◆ TASK TO COMPLETE: Repeat exactly the lines of the listing from the line containing "Mark every instance of the stainless steel dishwasher" through its last line, and nothing beyond them.

◆ DATA RECORDS:

════

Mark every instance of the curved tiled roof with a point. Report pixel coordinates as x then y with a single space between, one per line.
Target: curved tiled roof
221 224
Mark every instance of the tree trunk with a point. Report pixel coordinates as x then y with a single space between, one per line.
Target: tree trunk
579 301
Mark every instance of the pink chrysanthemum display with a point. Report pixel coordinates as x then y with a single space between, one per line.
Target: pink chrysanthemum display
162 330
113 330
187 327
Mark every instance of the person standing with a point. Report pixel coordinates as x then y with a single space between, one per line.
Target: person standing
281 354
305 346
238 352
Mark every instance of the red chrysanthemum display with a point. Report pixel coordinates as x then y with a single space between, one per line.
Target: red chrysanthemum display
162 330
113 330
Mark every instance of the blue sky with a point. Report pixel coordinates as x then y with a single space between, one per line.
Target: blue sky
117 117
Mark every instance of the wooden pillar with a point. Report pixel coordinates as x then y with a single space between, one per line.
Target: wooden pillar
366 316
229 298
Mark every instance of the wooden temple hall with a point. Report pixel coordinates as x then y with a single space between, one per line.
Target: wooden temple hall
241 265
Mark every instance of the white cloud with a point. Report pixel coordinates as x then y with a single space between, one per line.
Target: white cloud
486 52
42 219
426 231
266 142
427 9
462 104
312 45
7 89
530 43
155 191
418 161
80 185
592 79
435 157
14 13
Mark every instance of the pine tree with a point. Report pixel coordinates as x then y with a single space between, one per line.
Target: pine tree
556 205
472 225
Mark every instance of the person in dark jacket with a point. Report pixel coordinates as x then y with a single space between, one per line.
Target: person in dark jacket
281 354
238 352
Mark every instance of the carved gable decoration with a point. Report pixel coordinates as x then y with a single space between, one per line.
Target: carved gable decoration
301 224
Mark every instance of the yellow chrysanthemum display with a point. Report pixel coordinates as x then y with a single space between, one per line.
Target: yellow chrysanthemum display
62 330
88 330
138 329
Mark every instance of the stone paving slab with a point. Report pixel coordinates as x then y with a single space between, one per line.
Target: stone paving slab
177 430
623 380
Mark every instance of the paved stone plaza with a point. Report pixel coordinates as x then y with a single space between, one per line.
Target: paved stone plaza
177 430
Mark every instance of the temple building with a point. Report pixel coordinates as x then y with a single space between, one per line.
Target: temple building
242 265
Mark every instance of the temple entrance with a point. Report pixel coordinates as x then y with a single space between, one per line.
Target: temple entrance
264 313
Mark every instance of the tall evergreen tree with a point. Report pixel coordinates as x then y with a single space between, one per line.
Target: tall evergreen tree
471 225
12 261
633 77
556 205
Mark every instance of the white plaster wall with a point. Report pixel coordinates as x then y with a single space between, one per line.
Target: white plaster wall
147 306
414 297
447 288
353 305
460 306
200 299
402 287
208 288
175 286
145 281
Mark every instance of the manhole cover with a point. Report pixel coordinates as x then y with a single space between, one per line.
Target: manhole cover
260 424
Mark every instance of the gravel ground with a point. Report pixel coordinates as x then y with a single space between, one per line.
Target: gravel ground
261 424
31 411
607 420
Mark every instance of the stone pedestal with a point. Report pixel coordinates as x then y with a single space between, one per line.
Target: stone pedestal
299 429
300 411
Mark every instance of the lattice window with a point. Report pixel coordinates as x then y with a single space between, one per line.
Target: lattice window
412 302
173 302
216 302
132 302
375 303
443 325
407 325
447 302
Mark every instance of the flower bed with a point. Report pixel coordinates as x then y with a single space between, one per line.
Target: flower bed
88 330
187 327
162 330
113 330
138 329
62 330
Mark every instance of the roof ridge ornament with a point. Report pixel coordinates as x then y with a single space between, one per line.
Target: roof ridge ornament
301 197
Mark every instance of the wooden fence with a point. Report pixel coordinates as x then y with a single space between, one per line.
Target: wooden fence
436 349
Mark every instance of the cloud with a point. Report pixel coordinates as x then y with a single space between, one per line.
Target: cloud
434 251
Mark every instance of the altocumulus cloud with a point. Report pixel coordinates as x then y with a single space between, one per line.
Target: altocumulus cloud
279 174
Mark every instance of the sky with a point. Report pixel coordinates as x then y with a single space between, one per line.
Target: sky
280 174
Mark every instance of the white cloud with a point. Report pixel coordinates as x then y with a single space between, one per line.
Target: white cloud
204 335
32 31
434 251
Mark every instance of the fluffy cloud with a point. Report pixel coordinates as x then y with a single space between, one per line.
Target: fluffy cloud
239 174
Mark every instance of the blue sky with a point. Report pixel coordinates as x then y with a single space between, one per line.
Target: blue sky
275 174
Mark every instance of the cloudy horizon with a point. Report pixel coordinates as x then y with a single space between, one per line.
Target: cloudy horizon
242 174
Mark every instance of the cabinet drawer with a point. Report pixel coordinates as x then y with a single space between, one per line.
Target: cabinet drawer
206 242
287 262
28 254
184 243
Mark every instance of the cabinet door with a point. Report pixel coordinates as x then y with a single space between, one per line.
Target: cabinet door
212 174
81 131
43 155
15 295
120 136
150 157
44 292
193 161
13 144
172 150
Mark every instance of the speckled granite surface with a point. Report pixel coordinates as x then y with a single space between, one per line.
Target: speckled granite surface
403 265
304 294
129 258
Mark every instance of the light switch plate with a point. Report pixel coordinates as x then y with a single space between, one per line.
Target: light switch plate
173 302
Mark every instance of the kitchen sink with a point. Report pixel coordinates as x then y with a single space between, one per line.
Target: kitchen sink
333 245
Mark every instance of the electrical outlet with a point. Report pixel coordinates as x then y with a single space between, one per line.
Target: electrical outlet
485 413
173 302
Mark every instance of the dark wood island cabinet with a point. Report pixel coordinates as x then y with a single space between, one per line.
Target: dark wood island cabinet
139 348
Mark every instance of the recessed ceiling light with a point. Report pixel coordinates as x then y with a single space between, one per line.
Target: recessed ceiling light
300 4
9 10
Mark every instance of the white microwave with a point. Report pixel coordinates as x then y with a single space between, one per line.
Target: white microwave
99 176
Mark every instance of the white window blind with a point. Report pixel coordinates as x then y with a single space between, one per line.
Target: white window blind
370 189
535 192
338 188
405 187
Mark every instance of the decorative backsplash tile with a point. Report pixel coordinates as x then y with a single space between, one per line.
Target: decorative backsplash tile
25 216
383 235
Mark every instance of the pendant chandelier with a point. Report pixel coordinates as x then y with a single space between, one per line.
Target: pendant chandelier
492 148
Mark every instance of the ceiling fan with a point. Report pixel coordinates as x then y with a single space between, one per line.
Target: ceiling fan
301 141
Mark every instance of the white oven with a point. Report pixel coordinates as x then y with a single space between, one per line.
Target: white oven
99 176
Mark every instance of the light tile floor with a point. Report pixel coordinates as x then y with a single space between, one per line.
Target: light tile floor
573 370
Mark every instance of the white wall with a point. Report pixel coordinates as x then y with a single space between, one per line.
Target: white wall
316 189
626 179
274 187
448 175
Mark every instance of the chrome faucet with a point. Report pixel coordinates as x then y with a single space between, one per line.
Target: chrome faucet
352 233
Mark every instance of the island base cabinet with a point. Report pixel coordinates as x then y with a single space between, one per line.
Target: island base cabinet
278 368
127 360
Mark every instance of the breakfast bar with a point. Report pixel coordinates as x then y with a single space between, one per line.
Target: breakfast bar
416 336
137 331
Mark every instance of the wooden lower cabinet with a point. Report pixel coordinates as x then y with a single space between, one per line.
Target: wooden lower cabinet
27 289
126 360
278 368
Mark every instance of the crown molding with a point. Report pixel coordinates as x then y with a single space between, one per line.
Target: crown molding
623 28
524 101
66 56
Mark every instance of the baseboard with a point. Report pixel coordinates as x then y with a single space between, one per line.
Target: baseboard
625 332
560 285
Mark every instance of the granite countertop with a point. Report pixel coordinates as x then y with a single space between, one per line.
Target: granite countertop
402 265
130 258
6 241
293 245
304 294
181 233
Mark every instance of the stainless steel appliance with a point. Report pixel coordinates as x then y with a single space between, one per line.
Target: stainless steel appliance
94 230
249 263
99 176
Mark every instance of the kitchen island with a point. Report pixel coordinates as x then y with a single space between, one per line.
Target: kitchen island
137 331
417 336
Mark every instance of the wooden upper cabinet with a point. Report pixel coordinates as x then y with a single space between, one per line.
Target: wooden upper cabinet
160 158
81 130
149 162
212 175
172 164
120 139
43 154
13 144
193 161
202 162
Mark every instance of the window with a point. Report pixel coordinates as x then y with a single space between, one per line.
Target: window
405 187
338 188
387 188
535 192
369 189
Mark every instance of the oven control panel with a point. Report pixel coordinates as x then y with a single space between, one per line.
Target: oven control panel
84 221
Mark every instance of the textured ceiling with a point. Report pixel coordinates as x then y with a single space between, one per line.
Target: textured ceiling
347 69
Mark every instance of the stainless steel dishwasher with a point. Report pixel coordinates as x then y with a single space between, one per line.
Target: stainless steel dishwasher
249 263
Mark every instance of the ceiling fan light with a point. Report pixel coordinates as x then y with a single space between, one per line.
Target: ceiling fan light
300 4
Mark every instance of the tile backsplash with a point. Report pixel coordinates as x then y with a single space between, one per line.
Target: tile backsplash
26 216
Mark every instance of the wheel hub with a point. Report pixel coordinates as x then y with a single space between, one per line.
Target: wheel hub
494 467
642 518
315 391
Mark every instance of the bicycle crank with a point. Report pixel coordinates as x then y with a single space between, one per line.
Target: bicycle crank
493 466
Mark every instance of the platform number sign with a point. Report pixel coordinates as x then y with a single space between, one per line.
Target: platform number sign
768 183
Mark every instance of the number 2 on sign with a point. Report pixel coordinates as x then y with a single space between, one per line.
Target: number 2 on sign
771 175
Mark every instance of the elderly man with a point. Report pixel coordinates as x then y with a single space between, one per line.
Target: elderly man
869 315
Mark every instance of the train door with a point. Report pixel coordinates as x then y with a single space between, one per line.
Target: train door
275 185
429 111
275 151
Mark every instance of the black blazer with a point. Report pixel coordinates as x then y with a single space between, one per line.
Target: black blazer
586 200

════

◆ ANSWER SECTION:
Mark every instance of the stainless steel dishwasher with a point. Report pixel coordinates as x then y with a single space between, one per line.
Target: stainless steel dishwasher
249 263
Mark every instance of the ceiling fan light with a point. Report pixel coordinates as x then y with a single space between, one per line.
Target: ceiling fan light
300 4
Mark every instance of the tile backsplash with a point. Report pixel coordinates as x then y with a single space between, one per line.
Target: tile backsplash
26 216
Mark every instance of the wheel hub with a point. Report pixel coordinates as x then y with a single space between, one per line.
Target: wheel hub
494 467
642 518
315 391
Mark every instance of the bicycle crank with a point. Report pixel coordinates as x then y with a single space between, one per line.
Target: bicycle crank
493 466
Mark every instance of the platform number sign with a point. Report pixel coordinates as x then y with a single space between, one per line.
Target: platform number sign
768 183
Mark every instance of the number 2 on sign with a point. Report pixel coordinates as x then y with a single space between, one per line.
Target: number 2 on sign
771 175
Mark every instance of the elderly man with a point. Report pixel coordinates as x then y with a single space between, one per line.
Target: elderly man
869 315
Mark every instance of the train door with a point. Report pixel coordinates as x then y with a single space between, one per line.
Target: train door
275 185
429 111
275 151
Mark every instance of the black blazer with a point. Report pixel coordinates as x then y with a single space between, one per line.
Target: black blazer
586 200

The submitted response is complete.